### Job
List each line of the entries below that contains the string "grate". Treat uppercase and lowercase letters as different.

**** Records provided

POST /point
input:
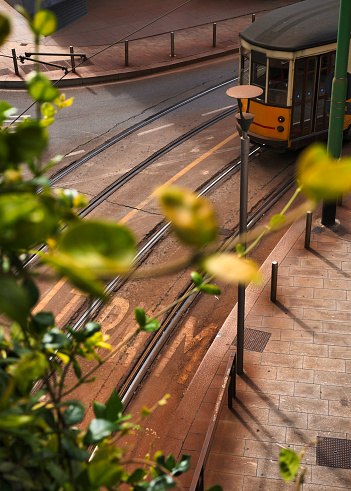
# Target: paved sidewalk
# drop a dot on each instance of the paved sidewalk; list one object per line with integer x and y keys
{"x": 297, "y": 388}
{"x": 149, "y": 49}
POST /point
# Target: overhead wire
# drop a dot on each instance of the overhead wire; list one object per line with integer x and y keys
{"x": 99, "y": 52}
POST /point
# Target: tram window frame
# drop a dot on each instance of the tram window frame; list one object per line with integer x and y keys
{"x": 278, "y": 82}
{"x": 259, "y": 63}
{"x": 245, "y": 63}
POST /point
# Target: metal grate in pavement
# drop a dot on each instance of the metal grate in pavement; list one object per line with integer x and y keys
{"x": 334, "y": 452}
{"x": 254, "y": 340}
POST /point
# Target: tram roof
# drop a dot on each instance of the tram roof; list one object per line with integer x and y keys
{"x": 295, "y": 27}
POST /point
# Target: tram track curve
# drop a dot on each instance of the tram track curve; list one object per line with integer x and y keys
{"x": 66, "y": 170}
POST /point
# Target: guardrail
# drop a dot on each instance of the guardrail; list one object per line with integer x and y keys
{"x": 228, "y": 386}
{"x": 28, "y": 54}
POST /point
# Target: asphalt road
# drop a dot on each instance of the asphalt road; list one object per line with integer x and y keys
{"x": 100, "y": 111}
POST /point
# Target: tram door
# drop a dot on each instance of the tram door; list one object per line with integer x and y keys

********

### Task response
# Target: metal grate in pavement
# drop a dot on each instance of the metal grate in pavement; list one object per line with integer x and y keys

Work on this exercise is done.